**Requirement**
Copy out every line of the data where the word "produce" is found.

(Collected data entries)
-=-=-=-=-
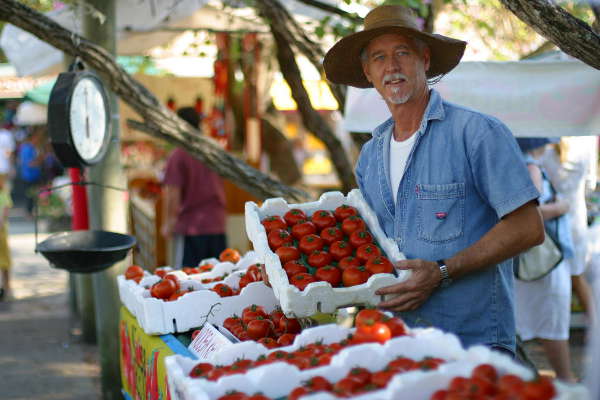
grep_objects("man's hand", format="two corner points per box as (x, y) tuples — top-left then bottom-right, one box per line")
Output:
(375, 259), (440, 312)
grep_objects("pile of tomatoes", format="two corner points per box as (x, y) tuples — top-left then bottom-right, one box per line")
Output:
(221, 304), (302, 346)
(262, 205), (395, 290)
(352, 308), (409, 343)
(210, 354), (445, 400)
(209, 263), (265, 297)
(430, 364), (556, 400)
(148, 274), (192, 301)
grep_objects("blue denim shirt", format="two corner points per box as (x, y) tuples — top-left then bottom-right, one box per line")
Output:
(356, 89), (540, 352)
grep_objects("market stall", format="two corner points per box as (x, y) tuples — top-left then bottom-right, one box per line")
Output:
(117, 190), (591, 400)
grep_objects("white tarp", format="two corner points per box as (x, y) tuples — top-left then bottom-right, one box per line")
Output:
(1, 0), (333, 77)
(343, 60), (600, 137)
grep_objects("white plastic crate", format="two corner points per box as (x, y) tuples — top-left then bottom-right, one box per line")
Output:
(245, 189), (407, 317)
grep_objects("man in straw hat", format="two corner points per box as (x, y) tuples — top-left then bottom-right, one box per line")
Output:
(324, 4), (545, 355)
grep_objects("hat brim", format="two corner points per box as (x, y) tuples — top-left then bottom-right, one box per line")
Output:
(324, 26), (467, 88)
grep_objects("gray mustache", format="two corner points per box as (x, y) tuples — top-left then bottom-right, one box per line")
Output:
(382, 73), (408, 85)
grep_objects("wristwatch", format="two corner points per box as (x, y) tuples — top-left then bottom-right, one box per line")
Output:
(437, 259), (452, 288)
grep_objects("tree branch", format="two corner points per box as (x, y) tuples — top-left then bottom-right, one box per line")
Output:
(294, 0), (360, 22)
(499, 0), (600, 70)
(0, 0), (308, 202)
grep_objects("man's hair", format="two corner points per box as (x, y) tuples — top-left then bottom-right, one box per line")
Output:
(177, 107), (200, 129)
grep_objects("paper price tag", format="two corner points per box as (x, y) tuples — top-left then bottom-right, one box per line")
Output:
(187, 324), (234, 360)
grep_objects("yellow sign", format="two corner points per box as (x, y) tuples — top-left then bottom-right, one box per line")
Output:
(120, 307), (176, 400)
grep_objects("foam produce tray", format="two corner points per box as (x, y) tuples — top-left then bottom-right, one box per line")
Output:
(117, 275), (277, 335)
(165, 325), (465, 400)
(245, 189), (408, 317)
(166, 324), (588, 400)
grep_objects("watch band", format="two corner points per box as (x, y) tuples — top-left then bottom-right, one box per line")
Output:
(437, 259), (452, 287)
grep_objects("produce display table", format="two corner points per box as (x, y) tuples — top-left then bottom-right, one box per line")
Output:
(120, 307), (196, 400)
-=-=-=-=-
**Written solution**
grep_objects("foam produce tray", format="two corner points per box as (x, y) tuples — top-left then bottom-right, one box per line")
grep_objects("produce display table", format="two corner points per box as (x, y) tuples — top-left then bottom-right, one box per line")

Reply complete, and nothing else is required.